Em janeiro, prometemos receber milhares de crianças refugiadas — crianças como Shamsher, com família e lugar para ficar no Reino Unido, além de três mil menores desacompanhados — sob a emenda de Dublin. No domingo, foi revelado que o Ministério do Interior inglês ignorou um plano já aprovado por conselhos locais para garantir que crianças refugiadas vulneráveis tivessem um lugar para ficar quando chegassem ao Reino Unido, e em vez disso, não fez nada para se preparar para quando o acampamento de Calais for fechado. Agora eles estão entrando em pânico.

Shamsher me disse que tinha mais chance de chegar ao Reino Unido na caçamba de um caminhão do que esperar pela permissão do governo. "Me desculpo em nome do meu país", eu disse a ele. "Desculpe pelo que estamos fazendo você passar."

Material fornecido:
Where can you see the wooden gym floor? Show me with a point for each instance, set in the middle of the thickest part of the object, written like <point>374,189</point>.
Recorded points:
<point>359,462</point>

Tarefas a fazer:
1. Para cada afirmação a seguir, responda sim ou não conforme ela concorde ou não com o texto sobre as crianças refugiadas, e cite as palavras exatas do texto que decidem. (a) A promessa de janeiro incluía três mil menores desacompanhados. (b) O Ministério do Interior seguiu o plano aprovado pelos conselhos locais. (c) Shamsher achava mais provável chegar ao Reino Unido esperando a permissão do governo.
2. Reescreva o trecho do texto sobre as crianças refugiadas que começa com "Em janeiro, prometemos" e termina com "entrando em pânico.", trocando "conselhos locais" por "prefeituras".

Respostas por tarefa:
1.
(a) Sim: "além de três mil menores desacompanhados".
(b) Não: "o Ministério do Interior inglês ignorou um plano já aprovado por conselhos locais".
(c) Não: "tinha mais chance de chegar ao Reino Unido na caçamba de um caminhão do que esperar pela permissão do governo".

2.
Em janeiro, prometemos receber milhares de crianças refugiadas — crianças como Shamsher, com família e lugar para ficar no Reino Unido, além de três mil menores desacompanhados — sob a emenda de Dublin. No domingo, foi revelado que o Ministério do Interior inglês ignorou um plano já aprovado por prefeituras para garantir que crianças refugiadas vulneráveis tivessem um lugar para ficar quando chegassem ao Reino Unido, e em vez disso, não fez nada para se preparar para quando o acampamento de Calais for fechado. Agora eles estão entrando em pânico.